*** Begin section ***
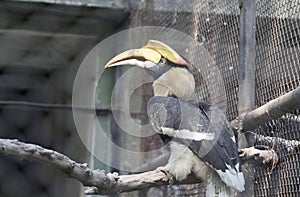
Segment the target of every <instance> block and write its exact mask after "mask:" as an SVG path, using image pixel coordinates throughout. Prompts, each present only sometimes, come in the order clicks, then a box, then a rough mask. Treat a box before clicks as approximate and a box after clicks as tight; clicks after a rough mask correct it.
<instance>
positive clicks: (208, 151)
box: [147, 96, 244, 191]
mask: <svg viewBox="0 0 300 197" xmlns="http://www.w3.org/2000/svg"><path fill="white" fill-rule="evenodd" d="M200 105H201V106H200ZM199 106H200V107H199ZM203 109H205V111H204V112H203ZM147 113H148V117H149V121H150V123H151V124H152V126H153V128H154V130H155V131H157V132H158V133H160V134H164V135H168V136H169V137H171V138H172V140H173V141H176V142H179V143H181V144H184V145H186V146H188V147H189V148H190V149H191V150H192V151H193V152H194V154H196V155H197V156H199V158H201V159H202V160H203V161H205V162H206V163H207V164H208V165H209V166H210V167H211V168H213V169H214V170H215V171H216V172H217V173H218V175H219V176H220V178H221V179H222V181H224V182H225V183H226V184H227V185H228V186H231V187H234V188H236V189H238V190H240V191H242V190H243V189H244V177H243V174H242V169H241V164H240V159H239V155H238V150H237V145H236V142H235V138H234V134H233V132H232V130H231V129H230V128H229V127H228V122H227V119H226V117H225V115H224V113H223V112H222V111H221V110H220V109H219V108H217V107H215V106H212V105H209V104H208V103H205V102H203V101H201V102H200V103H198V104H197V105H195V102H193V103H191V102H185V101H181V100H180V99H178V98H173V97H160V96H155V97H152V98H151V99H150V100H149V102H148V106H147ZM162 128H172V129H173V130H174V131H173V132H169V133H166V132H165V129H162ZM196 134H198V135H196ZM211 134H213V135H214V137H213V139H209V137H208V135H211ZM195 136H196V137H195ZM200 136H205V137H203V139H201V138H200ZM197 137H199V138H198V139H196V138H197Z"/></svg>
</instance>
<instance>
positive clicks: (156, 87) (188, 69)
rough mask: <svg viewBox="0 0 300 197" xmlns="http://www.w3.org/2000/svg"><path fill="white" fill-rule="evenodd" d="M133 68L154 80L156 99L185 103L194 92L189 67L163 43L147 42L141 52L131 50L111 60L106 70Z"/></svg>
mask: <svg viewBox="0 0 300 197" xmlns="http://www.w3.org/2000/svg"><path fill="white" fill-rule="evenodd" d="M122 65H132V66H138V67H141V68H144V69H146V70H147V71H148V72H149V73H150V74H151V75H152V76H153V77H154V79H155V80H154V82H153V85H152V86H153V90H154V95H155V96H174V97H178V98H180V99H182V100H187V99H189V97H190V96H191V95H192V94H193V92H194V89H195V79H194V77H193V75H192V73H191V72H190V70H189V67H190V64H189V63H188V62H187V61H186V60H185V59H184V58H183V57H181V56H180V55H179V54H178V53H177V52H176V51H175V50H174V49H172V48H171V47H170V46H168V45H167V44H165V43H162V42H160V41H156V40H149V41H148V43H147V45H145V46H144V47H142V48H140V49H131V50H128V51H125V52H123V53H120V54H119V55H117V56H115V57H114V58H112V59H111V60H110V61H109V62H108V63H107V64H106V65H105V68H108V67H114V66H122Z"/></svg>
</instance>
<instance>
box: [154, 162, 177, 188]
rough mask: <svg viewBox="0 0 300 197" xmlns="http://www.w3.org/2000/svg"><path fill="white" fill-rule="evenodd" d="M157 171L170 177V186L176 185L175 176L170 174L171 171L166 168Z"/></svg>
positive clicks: (163, 167) (164, 166)
mask: <svg viewBox="0 0 300 197" xmlns="http://www.w3.org/2000/svg"><path fill="white" fill-rule="evenodd" d="M157 170H158V171H161V172H163V173H164V174H165V175H166V176H167V177H168V179H169V184H170V185H173V184H174V182H175V179H174V176H173V175H171V174H170V173H169V170H168V168H167V167H166V166H161V167H158V168H157Z"/></svg>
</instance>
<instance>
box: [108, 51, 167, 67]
mask: <svg viewBox="0 0 300 197" xmlns="http://www.w3.org/2000/svg"><path fill="white" fill-rule="evenodd" d="M160 59H161V55H160V54H159V53H158V52H157V51H155V50H153V49H150V48H141V49H131V50H128V51H125V52H123V53H120V54H119V55H117V56H115V57H114V58H112V59H111V60H109V62H107V64H106V65H105V68H108V67H113V66H121V65H133V66H139V67H142V68H145V67H147V65H148V64H151V62H152V63H153V64H158V63H159V61H160Z"/></svg>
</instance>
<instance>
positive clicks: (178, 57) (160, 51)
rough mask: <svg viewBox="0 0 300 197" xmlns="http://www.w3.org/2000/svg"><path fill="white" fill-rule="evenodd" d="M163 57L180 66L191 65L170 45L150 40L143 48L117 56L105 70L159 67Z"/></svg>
mask: <svg viewBox="0 0 300 197" xmlns="http://www.w3.org/2000/svg"><path fill="white" fill-rule="evenodd" d="M162 57H164V58H166V59H167V60H169V61H170V62H173V63H174V64H177V65H180V66H188V65H189V64H188V63H187V61H185V60H184V59H183V58H182V57H181V56H180V55H179V54H178V53H177V52H176V51H174V50H173V49H172V48H171V47H169V46H168V45H166V44H164V43H162V42H160V41H156V40H149V41H148V43H147V45H146V46H144V47H143V48H140V49H131V50H128V51H125V52H123V53H120V54H119V55H117V56H115V57H114V58H112V59H111V60H110V61H109V62H108V63H107V64H106V65H105V68H108V67H114V66H121V65H133V66H139V67H142V68H150V67H153V66H154V65H157V64H158V63H159V62H160V61H161V59H162Z"/></svg>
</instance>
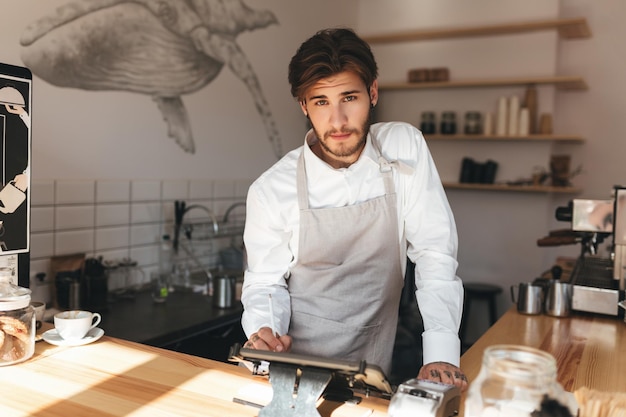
*** End section ***
Activity -
Could you transcribe exactly the lines from the start of the records through the line containing "positive clicks: (208, 151)", both ends included, leaving the pictures out?

Result of the exercise -
Segment the target of every <instance> block and write its exact mask after "mask:" as an SVG path, using image pixel coordinates throughout. Prompts, each present only sometimes, come in the order clicks, then a box, then a rough mask. Treat a box before clicks as approximate and a box after clicks as tight; clicks after a rough mask correct it.
<instance>
positive clicks: (208, 151)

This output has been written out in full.